Dataset entries
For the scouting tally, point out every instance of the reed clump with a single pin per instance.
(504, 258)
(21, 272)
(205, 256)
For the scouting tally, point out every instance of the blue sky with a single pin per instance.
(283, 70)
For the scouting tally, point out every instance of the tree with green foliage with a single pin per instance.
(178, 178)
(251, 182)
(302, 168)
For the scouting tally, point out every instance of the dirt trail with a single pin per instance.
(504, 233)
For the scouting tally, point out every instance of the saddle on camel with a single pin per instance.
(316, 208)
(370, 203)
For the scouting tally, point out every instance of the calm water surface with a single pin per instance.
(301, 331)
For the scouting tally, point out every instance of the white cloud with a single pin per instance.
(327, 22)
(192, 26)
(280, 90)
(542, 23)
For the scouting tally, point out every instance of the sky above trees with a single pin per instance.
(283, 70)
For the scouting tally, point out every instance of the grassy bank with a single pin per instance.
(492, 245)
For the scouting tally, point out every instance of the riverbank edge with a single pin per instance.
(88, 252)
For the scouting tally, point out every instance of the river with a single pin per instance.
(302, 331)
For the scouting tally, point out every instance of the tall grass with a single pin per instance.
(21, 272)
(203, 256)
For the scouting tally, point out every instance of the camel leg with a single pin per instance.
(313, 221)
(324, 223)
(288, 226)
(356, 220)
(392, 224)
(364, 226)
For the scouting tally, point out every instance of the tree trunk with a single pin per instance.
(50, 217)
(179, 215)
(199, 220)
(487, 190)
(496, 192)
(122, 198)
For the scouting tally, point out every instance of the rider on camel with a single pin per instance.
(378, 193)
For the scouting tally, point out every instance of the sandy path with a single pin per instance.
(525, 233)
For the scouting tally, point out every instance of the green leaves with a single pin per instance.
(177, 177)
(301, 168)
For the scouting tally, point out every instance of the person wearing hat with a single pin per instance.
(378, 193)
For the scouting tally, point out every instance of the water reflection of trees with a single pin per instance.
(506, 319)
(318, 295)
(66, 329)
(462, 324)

• _Task to complete_
Could every entry be given again exactly, with no line skipped?

• _Written response_
For the scouting tally, point out every instance of the reed clump with a single pin per instance.
(504, 258)
(21, 272)
(205, 256)
For the scouting tally, point out every instance of the blue sky with a single pin per instance.
(283, 70)
For the scouting tally, point out every instance of the tree with green foliage with a single pin per instance.
(178, 178)
(251, 182)
(302, 168)
For the scouting tally, point out every instance of the dirt trail with a single pin per instance.
(504, 233)
For the scouting tally, point out every instance of the saddle on camel with a single pin per instance.
(316, 208)
(370, 203)
For the scouting tally, point out every instance of the calm water surface with a single pin per instance.
(301, 331)
For the scouting tally, point out every instance of the white cloud with a single pin per instance.
(327, 22)
(192, 26)
(280, 90)
(542, 23)
For the scouting tally, point out every instance of the sky above trees with a single pin per instance.
(283, 70)
For the scouting tally, point out every instance of the grassy bank with a single pin per instance.
(492, 245)
For the scouting tally, point out every instance of the riverbank edge with a single pin per instance.
(88, 252)
For the scouting tally, point out every instance of the river with a single pin per instance.
(302, 331)
For the scouting tally, point out every instance of the tall grass with a single pin per instance.
(21, 272)
(203, 256)
For the scouting tally, point out every instance of the camel leg with a single pin per instance.
(313, 221)
(324, 223)
(288, 226)
(356, 220)
(392, 224)
(364, 226)
For the scouting tally, point out every instance of the tree trunk with a single pin per instance.
(50, 217)
(179, 215)
(199, 220)
(487, 190)
(496, 192)
(122, 198)
For the scouting tally, point out every instance of the rider on camel with a single pin per instance.
(378, 193)
For the scouting tally, point out every instance of the sandy path with a single pin per instance.
(525, 233)
For the scouting tally, point out every instance of the green leaves with a single pin per instance.
(177, 177)
(301, 168)
For the scouting tally, point out every instance of the person wearing hat with a single pin per instance.
(378, 193)
For the scouting tally, point out every instance of the water reflection of trees with a single pin per instance.
(506, 319)
(318, 295)
(66, 329)
(462, 324)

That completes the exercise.